#### EXERCISE DIRECTIONS:
Report each line of the data below that contains the string "surface".
───── SUPPLIED RECORDS ─────
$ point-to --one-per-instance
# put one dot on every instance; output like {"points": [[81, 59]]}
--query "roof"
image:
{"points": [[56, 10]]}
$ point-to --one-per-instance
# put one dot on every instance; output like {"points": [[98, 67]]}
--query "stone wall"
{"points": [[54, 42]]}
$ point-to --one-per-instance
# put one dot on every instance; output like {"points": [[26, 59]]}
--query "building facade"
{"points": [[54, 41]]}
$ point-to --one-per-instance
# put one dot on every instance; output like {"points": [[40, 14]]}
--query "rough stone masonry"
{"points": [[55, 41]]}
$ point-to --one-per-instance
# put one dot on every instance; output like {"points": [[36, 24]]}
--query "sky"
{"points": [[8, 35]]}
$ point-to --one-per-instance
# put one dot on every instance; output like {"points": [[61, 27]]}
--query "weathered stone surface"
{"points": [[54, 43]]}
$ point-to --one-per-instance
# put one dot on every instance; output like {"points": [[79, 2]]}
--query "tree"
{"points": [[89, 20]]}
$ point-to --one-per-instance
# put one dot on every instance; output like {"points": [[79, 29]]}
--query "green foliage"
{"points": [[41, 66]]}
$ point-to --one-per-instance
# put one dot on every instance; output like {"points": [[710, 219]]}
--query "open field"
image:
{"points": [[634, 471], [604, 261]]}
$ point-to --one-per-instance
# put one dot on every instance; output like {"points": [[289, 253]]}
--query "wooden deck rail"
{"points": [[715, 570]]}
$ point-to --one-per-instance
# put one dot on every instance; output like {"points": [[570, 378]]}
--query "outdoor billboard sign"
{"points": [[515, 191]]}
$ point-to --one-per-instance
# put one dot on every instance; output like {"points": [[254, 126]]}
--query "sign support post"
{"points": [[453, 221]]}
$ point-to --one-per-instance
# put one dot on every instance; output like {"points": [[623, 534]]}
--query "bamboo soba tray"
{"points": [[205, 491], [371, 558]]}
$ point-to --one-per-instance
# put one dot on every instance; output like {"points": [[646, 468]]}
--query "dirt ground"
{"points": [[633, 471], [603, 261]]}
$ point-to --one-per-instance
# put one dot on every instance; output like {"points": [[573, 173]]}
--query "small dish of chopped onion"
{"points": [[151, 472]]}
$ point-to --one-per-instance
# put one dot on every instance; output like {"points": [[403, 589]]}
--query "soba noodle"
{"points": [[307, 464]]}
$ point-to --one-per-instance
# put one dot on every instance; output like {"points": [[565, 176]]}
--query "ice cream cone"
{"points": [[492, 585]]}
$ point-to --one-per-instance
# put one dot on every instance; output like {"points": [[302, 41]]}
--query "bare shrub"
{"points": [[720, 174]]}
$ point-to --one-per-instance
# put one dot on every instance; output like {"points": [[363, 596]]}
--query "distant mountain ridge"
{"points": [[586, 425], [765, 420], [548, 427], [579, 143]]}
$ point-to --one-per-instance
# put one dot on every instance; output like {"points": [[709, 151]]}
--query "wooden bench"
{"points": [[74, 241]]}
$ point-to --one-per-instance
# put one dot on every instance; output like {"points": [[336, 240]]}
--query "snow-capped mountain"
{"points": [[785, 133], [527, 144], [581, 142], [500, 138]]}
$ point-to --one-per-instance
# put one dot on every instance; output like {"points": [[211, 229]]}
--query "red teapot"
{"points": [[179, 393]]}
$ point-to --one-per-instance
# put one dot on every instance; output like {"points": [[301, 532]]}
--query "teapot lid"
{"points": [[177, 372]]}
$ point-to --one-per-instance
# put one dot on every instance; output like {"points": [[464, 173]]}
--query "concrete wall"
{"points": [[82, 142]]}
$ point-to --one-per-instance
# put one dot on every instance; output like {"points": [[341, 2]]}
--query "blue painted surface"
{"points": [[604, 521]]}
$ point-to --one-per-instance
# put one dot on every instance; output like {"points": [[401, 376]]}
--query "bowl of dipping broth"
─────
#### TASK SOLUTION:
--query "weathered stone surface"
--query "blue painted surface"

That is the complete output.